## Goal
Output every line below without omitting or altering anything.

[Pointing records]
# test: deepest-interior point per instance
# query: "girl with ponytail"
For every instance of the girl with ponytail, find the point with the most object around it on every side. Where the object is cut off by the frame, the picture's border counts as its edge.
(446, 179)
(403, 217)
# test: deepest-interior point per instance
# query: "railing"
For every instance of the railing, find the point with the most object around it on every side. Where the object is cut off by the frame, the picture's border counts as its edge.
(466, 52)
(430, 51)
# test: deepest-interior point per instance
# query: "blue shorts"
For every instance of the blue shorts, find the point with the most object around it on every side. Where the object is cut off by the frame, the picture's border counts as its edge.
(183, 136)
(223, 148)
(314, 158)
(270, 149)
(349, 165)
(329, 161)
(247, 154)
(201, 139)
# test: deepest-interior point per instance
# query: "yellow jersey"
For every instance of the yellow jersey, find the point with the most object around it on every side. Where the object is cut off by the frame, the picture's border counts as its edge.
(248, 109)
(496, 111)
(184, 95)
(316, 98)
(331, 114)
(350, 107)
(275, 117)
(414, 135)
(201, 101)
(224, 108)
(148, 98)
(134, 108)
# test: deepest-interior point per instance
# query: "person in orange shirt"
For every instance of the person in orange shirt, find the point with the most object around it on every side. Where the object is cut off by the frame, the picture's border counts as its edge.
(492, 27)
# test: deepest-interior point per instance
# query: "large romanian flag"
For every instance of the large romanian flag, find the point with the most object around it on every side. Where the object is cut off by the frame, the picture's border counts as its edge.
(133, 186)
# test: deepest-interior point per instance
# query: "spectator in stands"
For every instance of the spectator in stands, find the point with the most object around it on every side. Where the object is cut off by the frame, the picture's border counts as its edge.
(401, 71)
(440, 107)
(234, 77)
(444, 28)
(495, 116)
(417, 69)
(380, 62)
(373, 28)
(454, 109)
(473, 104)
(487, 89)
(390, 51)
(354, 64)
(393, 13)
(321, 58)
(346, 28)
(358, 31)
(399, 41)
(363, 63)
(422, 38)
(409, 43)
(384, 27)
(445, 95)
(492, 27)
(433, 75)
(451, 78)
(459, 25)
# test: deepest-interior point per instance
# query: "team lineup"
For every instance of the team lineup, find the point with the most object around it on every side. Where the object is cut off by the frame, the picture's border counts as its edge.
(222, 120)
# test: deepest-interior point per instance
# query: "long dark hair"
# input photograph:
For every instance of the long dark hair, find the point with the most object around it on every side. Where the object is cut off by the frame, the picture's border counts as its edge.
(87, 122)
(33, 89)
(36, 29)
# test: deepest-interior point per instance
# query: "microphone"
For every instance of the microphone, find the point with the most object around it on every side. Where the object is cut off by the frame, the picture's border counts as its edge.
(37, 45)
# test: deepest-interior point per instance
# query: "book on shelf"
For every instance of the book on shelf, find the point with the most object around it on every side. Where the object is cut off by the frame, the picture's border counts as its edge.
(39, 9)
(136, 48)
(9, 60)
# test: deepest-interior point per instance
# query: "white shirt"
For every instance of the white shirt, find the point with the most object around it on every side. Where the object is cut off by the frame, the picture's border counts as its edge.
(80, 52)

## The solution
# test: deepest-interior point per instance
# query: "girl with ponytail"
For every instance of the girl with ponytail, find the point with the most object around it on every side. Where the object is cut off by the frame, the picture's border counts as its edge.
(446, 179)
(403, 217)
# test: deepest-interior point per instance
# query: "railing"
For every instance of the railing, find the point with the most object around it on every side. Where the object is cut off by the frame, the picture's border counts as its edge.
(466, 52)
(430, 51)
# test: deepest-interior point per instance
# query: "blue shorts"
For every instance of the blue shorts, find the point with the most object around it on every side. Where the object is cut off by the frame, the picture's border counts as its edge.
(183, 136)
(223, 148)
(314, 158)
(270, 149)
(349, 165)
(329, 161)
(247, 154)
(201, 139)
# test: deepest-interior point per instance
# query: "yellow jersey"
For every instance of the yellow jersey, find the point with the most object around it on every side. Where the object is cut off by the frame, the picture's border counts as its edge.
(248, 109)
(496, 111)
(184, 95)
(316, 98)
(331, 114)
(350, 107)
(275, 117)
(414, 135)
(201, 101)
(224, 108)
(148, 98)
(134, 108)
# test: deepest-interior point per instance
# query: "person in orange shirt"
For every instance of the person in orange shirt, find the point with the most object around it on every side. Where the object is cut off by the frame, the picture's border counts as its edge.
(492, 27)
# test: deepest-interior point per instance
# query: "large romanian flag"
For every instance of the large romanian flag, find the point with the most object around it on every side. Where the object is cut off by the frame, the picture's border counts as its edge.
(133, 186)
# test: deepest-interior point per instance
# query: "spectator in stands"
For every instance of the spectator in stands, find the point with the most object around it on every side. Where the object is cut off by the frame, the picture's border counts as its edge.
(401, 71)
(440, 107)
(234, 77)
(444, 28)
(495, 116)
(417, 69)
(380, 62)
(373, 28)
(454, 109)
(473, 104)
(487, 89)
(390, 51)
(354, 64)
(393, 13)
(321, 58)
(346, 28)
(358, 31)
(399, 41)
(363, 63)
(422, 38)
(409, 43)
(384, 27)
(445, 95)
(492, 27)
(433, 75)
(451, 78)
(459, 25)
# test: deepest-interior point per instance
# query: "team lineup"
For every instance of the team lineup, find the point with the most object around it on every side. Where the object is cut off by the frame, the picture's border counts as its edge.
(222, 120)
# test: deepest-interior point per instance
# query: "long dark hair"
# input photograph:
For every instance of the long dark hair, find the point with the most object around it on every side. Where the object is cut off by the frame, the picture's border counts as its edge.
(87, 122)
(33, 89)
(36, 29)
# test: deepest-interior point per instance
# query: "microphone"
For every instance of the microphone, find the point with the most object around it on every side. Where the object is cut off by the frame, the picture's border counts as its edge.
(37, 45)
# test: deepest-interior point per instance
# query: "book on shelf"
For every instance of the book on shelf, find the point with the most object around it on every side. Where the object is cut off by the frame, the picture's border counts as its edge.
(39, 9)
(136, 48)
(9, 60)
# test: deepest-interior point per instance
# query: "white shirt"
For every instance of the white shirt, find the point with the most object around it on every side. Where the object is cut off by the frame, the picture's border counts as its edge.
(80, 52)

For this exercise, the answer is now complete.